About this exercise :: Copy out the entries exactly, from the first line to the last.

(Records excerpted from a collection)

■ ■ ■ ■

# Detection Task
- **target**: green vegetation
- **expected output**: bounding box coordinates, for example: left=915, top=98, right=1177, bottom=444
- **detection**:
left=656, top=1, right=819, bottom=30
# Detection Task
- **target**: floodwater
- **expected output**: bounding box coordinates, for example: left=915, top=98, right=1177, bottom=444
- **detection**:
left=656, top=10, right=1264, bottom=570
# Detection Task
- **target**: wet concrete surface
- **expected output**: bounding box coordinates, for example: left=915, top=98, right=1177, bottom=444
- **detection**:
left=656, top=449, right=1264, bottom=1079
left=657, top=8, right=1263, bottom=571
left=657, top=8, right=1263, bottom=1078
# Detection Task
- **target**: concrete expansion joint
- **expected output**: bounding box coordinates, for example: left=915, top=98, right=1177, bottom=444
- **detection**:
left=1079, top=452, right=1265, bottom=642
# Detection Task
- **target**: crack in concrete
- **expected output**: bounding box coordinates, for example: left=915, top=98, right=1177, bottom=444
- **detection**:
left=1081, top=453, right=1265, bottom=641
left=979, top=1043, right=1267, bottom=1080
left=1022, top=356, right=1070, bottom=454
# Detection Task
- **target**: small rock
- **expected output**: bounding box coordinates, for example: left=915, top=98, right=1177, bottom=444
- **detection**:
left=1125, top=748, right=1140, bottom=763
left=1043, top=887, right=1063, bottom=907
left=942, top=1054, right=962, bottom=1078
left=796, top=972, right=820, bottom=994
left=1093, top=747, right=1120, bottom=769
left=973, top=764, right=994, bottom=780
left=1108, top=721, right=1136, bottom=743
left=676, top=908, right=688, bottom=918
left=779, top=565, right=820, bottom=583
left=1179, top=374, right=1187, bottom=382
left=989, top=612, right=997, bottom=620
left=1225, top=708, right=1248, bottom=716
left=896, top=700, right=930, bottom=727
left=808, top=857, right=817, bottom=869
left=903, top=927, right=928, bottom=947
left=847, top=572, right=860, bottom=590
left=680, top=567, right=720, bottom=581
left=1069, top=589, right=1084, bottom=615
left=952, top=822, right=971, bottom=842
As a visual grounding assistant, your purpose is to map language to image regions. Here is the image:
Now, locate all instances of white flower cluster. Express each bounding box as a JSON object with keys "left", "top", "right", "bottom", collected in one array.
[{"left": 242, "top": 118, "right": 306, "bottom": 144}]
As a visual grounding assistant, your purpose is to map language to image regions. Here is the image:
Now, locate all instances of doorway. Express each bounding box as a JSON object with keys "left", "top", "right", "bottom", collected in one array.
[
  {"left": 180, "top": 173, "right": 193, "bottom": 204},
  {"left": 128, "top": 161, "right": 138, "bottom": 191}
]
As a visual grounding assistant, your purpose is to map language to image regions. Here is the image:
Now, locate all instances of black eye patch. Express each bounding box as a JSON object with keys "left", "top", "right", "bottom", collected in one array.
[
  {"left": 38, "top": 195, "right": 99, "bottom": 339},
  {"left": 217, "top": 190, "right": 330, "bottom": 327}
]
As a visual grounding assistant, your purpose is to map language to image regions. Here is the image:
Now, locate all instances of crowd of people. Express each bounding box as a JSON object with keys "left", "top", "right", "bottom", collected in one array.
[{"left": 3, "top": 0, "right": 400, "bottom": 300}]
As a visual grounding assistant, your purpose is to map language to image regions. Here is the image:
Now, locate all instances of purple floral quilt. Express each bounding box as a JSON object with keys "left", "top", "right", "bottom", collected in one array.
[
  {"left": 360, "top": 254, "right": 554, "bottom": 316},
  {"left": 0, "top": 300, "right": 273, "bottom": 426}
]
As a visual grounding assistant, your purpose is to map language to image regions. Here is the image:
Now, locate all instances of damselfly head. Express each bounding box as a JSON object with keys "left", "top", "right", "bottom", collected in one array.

■ ■ ■ ■

Response ::
# Detection Task
- **target**: green vegetation
- **expected output**: bounding box coordinates, for example: left=915, top=98, right=1177, bottom=444
- **detection**:
left=656, top=1, right=819, bottom=30
# Detection Task
- **target**: floodwater
- **expected output**: bounding box coordinates, for example: left=915, top=98, right=1177, bottom=444
- **detection**:
left=656, top=10, right=1264, bottom=570
# Detection Task
- **target**: wet concrete surface
- **expected output**: bounding box coordinates, for example: left=915, top=98, right=1177, bottom=444
- **detection**:
left=656, top=449, right=1264, bottom=1079
left=657, top=8, right=1263, bottom=571
left=657, top=8, right=1263, bottom=1078
# Detection Task
- **target**: concrete expansion joint
- **expected output**: bounding box coordinates, for example: left=915, top=98, right=1177, bottom=444
- **detection**:
left=1079, top=452, right=1265, bottom=642
# Detection Task
- **target**: crack in concrete
- **expected output**: bounding box coordinates, for example: left=915, top=98, right=1177, bottom=444
- **detection**:
left=1081, top=453, right=1265, bottom=641
left=979, top=1043, right=1267, bottom=1080
left=1022, top=356, right=1070, bottom=454
# Detection Task
- **target**: small rock
- **expected output**: bounding box coordinates, for example: left=915, top=98, right=1177, bottom=444
- **detection**:
left=1125, top=748, right=1140, bottom=763
left=1043, top=887, right=1063, bottom=907
left=942, top=1054, right=962, bottom=1078
left=796, top=972, right=820, bottom=994
left=1093, top=747, right=1120, bottom=769
left=973, top=764, right=994, bottom=780
left=1108, top=721, right=1136, bottom=743
left=676, top=908, right=688, bottom=918
left=779, top=565, right=820, bottom=583
left=1179, top=374, right=1187, bottom=382
left=989, top=612, right=997, bottom=620
left=1225, top=708, right=1248, bottom=716
left=896, top=700, right=930, bottom=727
left=808, top=857, right=817, bottom=869
left=903, top=927, right=928, bottom=947
left=847, top=572, right=860, bottom=590
left=680, top=567, right=720, bottom=581
left=1069, top=589, right=1084, bottom=615
left=952, top=822, right=971, bottom=842
As a visual grounding assistant, your purpose is to map language to image regions. Here is the image:
Now, locate all instances of white flower cluster. Express each bounding box as a JSON object with keys "left", "top", "right", "bottom", collected in one array.
[{"left": 242, "top": 118, "right": 306, "bottom": 144}]
As a visual grounding assistant, your purpose is to map language to image regions. Here is the image:
Now, locate all instances of doorway. Express each bounding box as a JSON object with keys "left", "top", "right", "bottom", collected in one array.
[
  {"left": 180, "top": 173, "right": 193, "bottom": 204},
  {"left": 128, "top": 161, "right": 138, "bottom": 191}
]
As a visual grounding assistant, your purpose is to map language to image regions. Here is the image:
Now, locate all instances of black eye patch. Express each bounding box as a JSON object with keys "left", "top", "right", "bottom", collected in one array.
[
  {"left": 38, "top": 195, "right": 99, "bottom": 339},
  {"left": 217, "top": 190, "right": 330, "bottom": 327}
]
As a visual grounding assistant, your purpose is to map language to image regions. Here is the image:
Now, locate all instances of crowd of people. Express each bounding box as a JSON object with keys "left", "top", "right", "bottom", collected in one array.
[{"left": 3, "top": 0, "right": 400, "bottom": 300}]
As a visual grounding assistant, your purpose is to map language to image regions. Here is the image:
Now, locate all instances of purple floral quilt. Express each bounding box as a JSON object with keys "left", "top", "right", "bottom", collected in one array.
[
  {"left": 360, "top": 254, "right": 554, "bottom": 316},
  {"left": 0, "top": 300, "right": 273, "bottom": 426}
]
As a visual grounding assistant, your purpose is to map language to image regions. Here is the image:
Now, locate all instances of damselfly head. Express each bounding box as a JSON object with keys "left", "top", "right", "bottom", collected in one array.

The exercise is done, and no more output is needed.